» **Prompt**
Only the lines from the first line of the entries through the line with "In this exercise you will indicate the orange" belong in the answer, each restated word for word and without pictures.

» **Referring expression pointing data**
┄┄┄┄┄┄┄┄┄┄

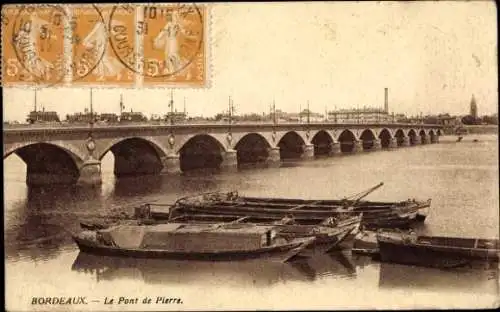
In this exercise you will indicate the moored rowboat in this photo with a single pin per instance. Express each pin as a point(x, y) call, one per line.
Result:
point(435, 251)
point(192, 242)
point(375, 214)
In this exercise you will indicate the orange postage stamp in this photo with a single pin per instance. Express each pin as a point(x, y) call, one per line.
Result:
point(33, 44)
point(173, 44)
point(169, 40)
point(129, 45)
point(94, 60)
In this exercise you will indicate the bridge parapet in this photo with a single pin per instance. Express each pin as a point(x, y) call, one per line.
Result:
point(151, 149)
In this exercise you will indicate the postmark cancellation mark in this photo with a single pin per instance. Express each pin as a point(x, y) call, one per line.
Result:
point(104, 45)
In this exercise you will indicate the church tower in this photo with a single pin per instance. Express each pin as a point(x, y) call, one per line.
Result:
point(473, 107)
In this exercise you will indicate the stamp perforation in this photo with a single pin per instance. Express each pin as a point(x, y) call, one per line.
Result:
point(200, 65)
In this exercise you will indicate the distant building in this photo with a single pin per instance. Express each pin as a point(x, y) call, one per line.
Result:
point(108, 117)
point(363, 115)
point(85, 117)
point(448, 121)
point(42, 117)
point(176, 116)
point(132, 117)
point(473, 107)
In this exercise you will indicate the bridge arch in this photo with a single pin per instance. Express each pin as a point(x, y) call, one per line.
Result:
point(347, 141)
point(48, 163)
point(291, 145)
point(412, 136)
point(423, 136)
point(201, 151)
point(385, 138)
point(252, 148)
point(400, 137)
point(368, 138)
point(322, 141)
point(136, 156)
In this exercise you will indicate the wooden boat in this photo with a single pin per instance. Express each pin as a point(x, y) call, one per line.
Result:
point(435, 251)
point(329, 233)
point(375, 214)
point(192, 242)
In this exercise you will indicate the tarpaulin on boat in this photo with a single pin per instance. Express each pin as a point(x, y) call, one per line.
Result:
point(125, 236)
point(182, 237)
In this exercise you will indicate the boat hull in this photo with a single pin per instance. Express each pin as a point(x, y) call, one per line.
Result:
point(386, 219)
point(280, 253)
point(431, 256)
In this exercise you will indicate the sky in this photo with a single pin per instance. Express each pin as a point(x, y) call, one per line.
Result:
point(432, 56)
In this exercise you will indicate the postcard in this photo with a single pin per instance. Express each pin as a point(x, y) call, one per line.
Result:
point(250, 156)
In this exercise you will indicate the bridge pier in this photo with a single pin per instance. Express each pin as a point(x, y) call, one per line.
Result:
point(377, 144)
point(90, 173)
point(274, 156)
point(308, 152)
point(393, 143)
point(406, 141)
point(425, 139)
point(229, 160)
point(358, 146)
point(171, 164)
point(334, 149)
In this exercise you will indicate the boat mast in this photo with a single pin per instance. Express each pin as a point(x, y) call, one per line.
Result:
point(91, 110)
point(35, 99)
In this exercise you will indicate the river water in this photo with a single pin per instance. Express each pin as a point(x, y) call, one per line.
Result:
point(461, 178)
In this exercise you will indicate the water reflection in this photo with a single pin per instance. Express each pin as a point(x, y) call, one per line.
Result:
point(259, 273)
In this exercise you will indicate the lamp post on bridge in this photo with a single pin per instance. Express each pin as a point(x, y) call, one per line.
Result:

┄┄┄┄┄┄┄┄┄┄

» **Answer to this task**
In this exercise you will indicate the moored rowboat in this photo with a single pin per instance. Express each pin as a point(x, y) call, one per line.
Result:
point(435, 251)
point(192, 242)
point(375, 214)
In this exercise you will indicate the orange postage stamp in this photo with a single pin per instance. Express each pin as a point(x, y) call, one per line.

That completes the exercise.